[INPUT DATA]
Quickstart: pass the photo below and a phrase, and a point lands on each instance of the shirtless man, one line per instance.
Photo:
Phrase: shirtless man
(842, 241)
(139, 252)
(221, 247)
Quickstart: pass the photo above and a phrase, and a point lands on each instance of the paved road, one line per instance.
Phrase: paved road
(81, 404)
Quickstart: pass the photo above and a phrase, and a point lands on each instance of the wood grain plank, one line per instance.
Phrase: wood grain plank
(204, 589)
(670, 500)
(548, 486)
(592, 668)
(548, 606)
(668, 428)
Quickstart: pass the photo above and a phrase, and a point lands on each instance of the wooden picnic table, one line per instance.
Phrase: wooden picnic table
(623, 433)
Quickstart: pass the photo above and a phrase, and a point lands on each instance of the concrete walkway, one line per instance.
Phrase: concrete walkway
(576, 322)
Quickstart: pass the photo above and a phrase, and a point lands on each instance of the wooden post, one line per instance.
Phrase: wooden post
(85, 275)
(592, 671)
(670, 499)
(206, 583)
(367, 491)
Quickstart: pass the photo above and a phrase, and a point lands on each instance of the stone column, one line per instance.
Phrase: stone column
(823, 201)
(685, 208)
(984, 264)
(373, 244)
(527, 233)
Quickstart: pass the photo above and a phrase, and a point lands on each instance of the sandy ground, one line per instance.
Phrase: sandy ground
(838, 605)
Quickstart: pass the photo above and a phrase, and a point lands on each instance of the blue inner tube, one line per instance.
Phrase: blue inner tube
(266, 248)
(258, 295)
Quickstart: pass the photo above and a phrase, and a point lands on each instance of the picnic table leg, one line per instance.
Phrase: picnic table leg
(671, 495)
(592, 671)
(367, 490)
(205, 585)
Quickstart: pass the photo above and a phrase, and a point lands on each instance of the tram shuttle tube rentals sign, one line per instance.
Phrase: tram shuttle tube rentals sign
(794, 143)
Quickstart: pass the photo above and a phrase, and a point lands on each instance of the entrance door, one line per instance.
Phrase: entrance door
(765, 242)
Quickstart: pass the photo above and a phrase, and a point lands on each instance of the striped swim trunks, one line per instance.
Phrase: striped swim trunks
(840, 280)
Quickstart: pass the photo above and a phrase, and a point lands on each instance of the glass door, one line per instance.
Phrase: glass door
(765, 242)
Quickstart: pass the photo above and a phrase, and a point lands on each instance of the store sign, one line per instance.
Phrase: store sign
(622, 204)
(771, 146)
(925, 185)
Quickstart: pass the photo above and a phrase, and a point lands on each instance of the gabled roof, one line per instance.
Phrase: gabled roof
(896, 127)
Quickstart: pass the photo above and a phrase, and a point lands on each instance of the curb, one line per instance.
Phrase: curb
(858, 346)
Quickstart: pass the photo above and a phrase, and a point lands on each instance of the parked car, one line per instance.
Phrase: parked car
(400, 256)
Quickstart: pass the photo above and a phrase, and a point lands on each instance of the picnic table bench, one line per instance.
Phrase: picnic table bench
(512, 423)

[PROBLEM STATEMENT] Turn every line of the records above into a JSON list of strings, one string per line. Leave out blank lines.

[OUTPUT FOR THIS TASK]
[
  "Quickstart: pass the photo below and a phrase, and a point lands on each instance of the shirtless man, one line per instance.",
  "Photo:",
  "Phrase: shirtless man",
  "(842, 241)",
  "(139, 252)",
  "(221, 247)",
  "Quickstart: pass the photo above and a phrase, and a point lands on each instance of the paved road, one line per instance.",
  "Phrase: paved road",
  "(81, 404)",
  "Quickstart: pass the photo above and a phrase, and a point lands on each instance of the wood grain plank, one line per instance.",
  "Phrase: wood grain plank",
  "(204, 589)",
  "(670, 500)",
  "(548, 486)",
  "(592, 668)",
  "(548, 606)",
  "(668, 428)",
  "Quickstart: pass the photo above and a phrase, and a point lands on each instance of the wooden picnic table, one line per instance.",
  "Phrase: wooden picnic table",
  "(623, 433)",
  "Quickstart: pass the photo above and a phrase, and a point lands on each instance of the concrete walkway, one line per instance.",
  "Phrase: concrete walkway",
  "(576, 322)",
  "Quickstart: pass the photo above and a phrase, and a point lands on each instance of the wooden post, one line per instance.",
  "Phrase: wooden post",
  "(85, 275)",
  "(592, 671)",
  "(670, 499)",
  "(206, 583)",
  "(367, 491)",
  "Quickstart: pass the photo above and a phrase, and a point lands on each instance of the stone column, one line per instance.",
  "Phrase: stone column",
  "(823, 201)",
  "(685, 208)",
  "(984, 264)",
  "(373, 244)",
  "(527, 233)",
  "Quickstart: pass the photo above and a phrase, and a point lands on each instance of the sandy ground, one line per instance.",
  "Phrase: sandy ground",
  "(838, 605)",
  "Quickstart: pass the photo above and a phrase, and a point lands on each instance of the blue inner tube, one line per instance.",
  "Phrase: blue inner tube",
  "(266, 248)",
  "(258, 295)",
  "Quickstart: pass the photo above and a phrase, and a point lands on each instance of the picnic table leg, one line per instance.",
  "Phrase: picnic table leg",
  "(671, 495)",
  "(592, 671)",
  "(367, 490)",
  "(205, 585)",
  "Quickstart: pass the photo above and a phrase, and a point lands on each instance of the tram shuttle tube rentals sign, one line per instance.",
  "Phrase: tram shuttle tube rentals sign",
  "(794, 143)",
  "Quickstart: pass the photo above and a phrase, and a point lands on each instance of the entrance door, one line per instance.",
  "Phrase: entrance door",
  "(765, 242)",
  "Quickstart: pass the photo above and a phrase, and a point lands on each instance of the striped swim trunks, one line per instance.",
  "Phrase: striped swim trunks",
  "(840, 280)",
  "Quickstart: pass the photo above and a phrase, and a point lands on each instance of the glass door, one line per instance.",
  "Phrase: glass door",
  "(765, 242)",
  "Quickstart: pass the photo above and a phrase, and a point lands on each instance of the store sign, one line per instance.",
  "Phrase: store sign",
  "(622, 204)",
  "(771, 146)",
  "(925, 185)",
  "Quickstart: pass the photo above and a phrase, and a point lands on each instance of the gabled roof, one line per instance.",
  "Phrase: gabled roof",
  "(896, 127)",
  "Quickstart: pass the photo above and a phrase, and a point lands on each instance of the curb, one line per instance.",
  "Phrase: curb",
  "(858, 346)",
  "Quickstart: pass the photo above and a phrase, and a point lands on each instance of the parked car, one line per instance.",
  "Phrase: parked car",
  "(400, 256)",
  "Quickstart: pass the photo above and a phrase, and a point lands on each instance of the picnic table bench, one line per instance.",
  "Phrase: picnic table bench",
  "(512, 423)"
]